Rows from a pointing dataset

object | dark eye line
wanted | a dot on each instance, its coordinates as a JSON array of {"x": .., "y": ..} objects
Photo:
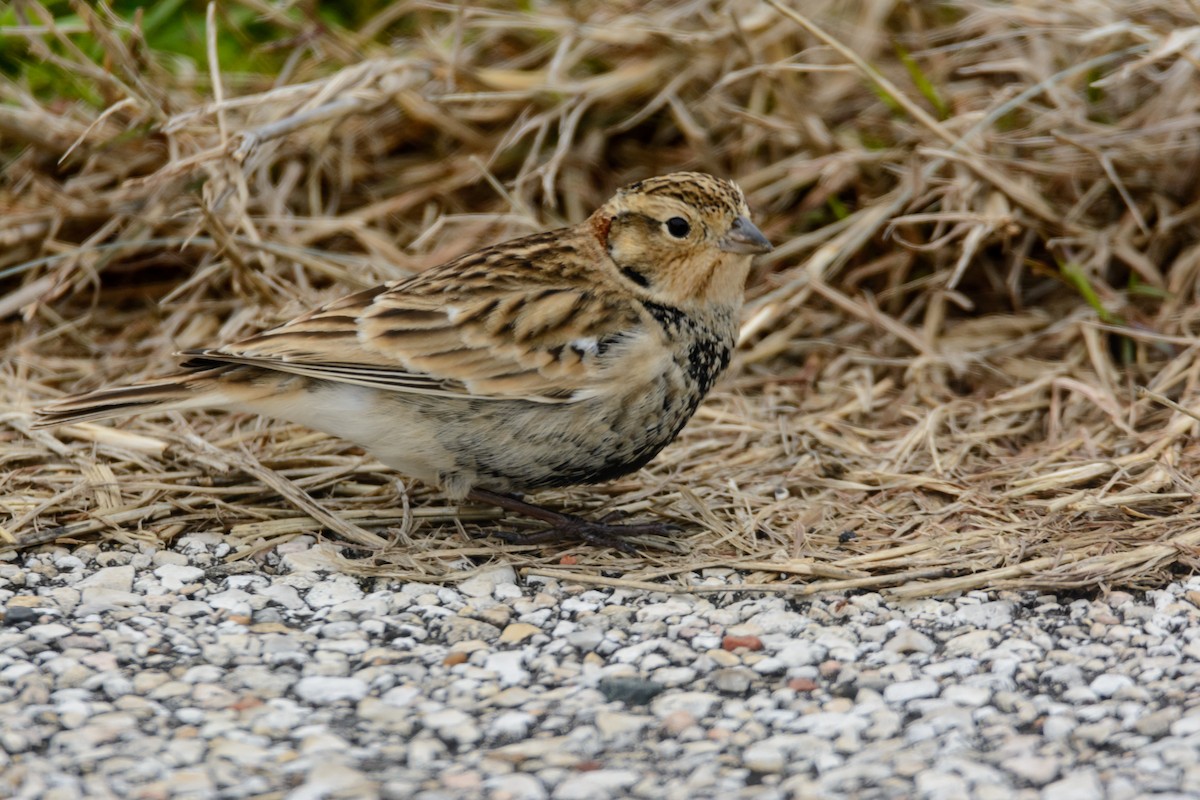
[
  {"x": 635, "y": 276},
  {"x": 678, "y": 227}
]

## Exercise prompt
Rewrite the data above with "dark eye line" replaced by "black eye stripe" and everything else unchanged, leaving out the pictures.

## Reply to the task
object | black eye stripe
wanted | a dot on each instance, its coordinates as a JSON array of {"x": .., "y": ..} objects
Photo:
[
  {"x": 635, "y": 276},
  {"x": 678, "y": 227}
]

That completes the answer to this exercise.